--- WORK TO COMPLETE ---
The output is the lines below from the one with "foot in the photo above." through the one with "Target: green plastic bowl", both included, printed exactly and with no other line.

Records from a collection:

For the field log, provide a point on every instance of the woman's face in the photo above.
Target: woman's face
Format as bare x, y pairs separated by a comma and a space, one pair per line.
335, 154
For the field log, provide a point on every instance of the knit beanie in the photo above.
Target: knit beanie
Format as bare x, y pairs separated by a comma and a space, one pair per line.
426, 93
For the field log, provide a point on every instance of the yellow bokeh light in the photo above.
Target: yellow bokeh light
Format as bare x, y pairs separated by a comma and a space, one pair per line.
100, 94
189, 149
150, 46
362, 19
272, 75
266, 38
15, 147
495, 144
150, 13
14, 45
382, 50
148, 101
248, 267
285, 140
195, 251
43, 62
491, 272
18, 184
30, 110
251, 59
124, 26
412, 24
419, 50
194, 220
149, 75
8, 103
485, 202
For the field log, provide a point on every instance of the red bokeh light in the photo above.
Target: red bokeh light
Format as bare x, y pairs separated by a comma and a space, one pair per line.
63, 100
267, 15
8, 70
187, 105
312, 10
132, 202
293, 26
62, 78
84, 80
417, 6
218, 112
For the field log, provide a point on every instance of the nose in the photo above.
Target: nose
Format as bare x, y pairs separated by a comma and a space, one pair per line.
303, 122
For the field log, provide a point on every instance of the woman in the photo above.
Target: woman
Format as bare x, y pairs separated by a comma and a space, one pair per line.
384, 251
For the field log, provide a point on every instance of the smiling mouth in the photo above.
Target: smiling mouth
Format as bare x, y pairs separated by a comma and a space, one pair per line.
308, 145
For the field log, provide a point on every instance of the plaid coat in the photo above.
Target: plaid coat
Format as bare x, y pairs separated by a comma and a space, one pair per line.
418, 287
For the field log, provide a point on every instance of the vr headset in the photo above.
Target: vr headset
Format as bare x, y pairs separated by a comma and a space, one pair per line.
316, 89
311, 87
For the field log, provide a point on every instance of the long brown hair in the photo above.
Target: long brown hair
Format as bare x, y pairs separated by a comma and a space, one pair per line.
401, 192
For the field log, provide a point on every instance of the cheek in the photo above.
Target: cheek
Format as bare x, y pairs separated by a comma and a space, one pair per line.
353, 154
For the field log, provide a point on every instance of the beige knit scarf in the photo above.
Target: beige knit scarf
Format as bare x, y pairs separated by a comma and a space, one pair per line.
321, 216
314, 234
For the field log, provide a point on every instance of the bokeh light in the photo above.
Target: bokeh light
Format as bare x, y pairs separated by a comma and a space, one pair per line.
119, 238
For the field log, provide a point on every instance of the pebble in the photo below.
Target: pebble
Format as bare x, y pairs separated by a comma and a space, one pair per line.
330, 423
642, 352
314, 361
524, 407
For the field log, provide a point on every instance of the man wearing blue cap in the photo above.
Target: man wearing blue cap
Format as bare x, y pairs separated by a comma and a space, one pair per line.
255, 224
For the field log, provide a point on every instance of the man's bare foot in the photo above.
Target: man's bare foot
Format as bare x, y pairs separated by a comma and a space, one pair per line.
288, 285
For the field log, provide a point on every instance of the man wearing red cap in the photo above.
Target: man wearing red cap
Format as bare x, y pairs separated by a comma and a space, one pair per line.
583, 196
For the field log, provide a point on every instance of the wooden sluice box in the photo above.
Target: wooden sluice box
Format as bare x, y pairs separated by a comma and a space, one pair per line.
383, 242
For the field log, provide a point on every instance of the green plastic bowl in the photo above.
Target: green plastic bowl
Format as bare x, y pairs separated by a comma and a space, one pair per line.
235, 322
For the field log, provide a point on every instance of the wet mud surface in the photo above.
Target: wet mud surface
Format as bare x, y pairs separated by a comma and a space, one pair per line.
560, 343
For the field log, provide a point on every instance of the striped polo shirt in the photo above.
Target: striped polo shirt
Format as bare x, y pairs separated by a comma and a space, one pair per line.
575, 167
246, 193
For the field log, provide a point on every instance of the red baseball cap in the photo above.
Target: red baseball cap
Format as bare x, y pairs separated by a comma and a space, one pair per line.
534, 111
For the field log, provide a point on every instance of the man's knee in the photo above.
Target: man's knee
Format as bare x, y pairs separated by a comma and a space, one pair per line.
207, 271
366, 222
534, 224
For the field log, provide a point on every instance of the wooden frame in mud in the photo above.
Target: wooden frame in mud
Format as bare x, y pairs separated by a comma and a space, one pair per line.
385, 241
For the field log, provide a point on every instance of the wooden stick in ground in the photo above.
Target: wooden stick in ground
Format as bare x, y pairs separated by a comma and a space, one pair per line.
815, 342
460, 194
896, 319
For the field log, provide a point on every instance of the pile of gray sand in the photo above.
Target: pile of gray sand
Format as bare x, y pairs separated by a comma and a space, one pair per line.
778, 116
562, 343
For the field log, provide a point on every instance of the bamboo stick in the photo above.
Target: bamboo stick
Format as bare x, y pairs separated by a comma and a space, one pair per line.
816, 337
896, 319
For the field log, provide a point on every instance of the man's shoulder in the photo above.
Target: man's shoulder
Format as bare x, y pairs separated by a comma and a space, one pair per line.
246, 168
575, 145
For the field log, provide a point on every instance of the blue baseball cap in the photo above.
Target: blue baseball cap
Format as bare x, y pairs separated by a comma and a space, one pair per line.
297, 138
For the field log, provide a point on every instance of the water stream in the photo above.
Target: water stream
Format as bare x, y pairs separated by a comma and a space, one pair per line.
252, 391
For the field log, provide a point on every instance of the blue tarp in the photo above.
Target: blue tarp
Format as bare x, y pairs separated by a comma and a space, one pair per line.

--- EXERCISE RESPONSE ---
For the field log, provide a point on every instance of the man's bare foot in the photo above.
Target: man's bare foot
Format as bare x, y pairs separated by a comma and a space, one pair per line.
288, 285
For the field log, provide a point on every instance of the man wearing red cap in the photo above.
Target: man wearing red cap
Format as bare x, y pairs separated by a comma and a space, one pair per line.
583, 196
For the field log, provide a point on every instance of the wooden sluice box in the photo above.
Target: wooden sluice box
Format as bare x, y pairs separated by a comma and a space, one pair per line.
383, 242
For the field log, provide a point on every instance of the green plastic bowl in the photo above.
Target: green plastic bowl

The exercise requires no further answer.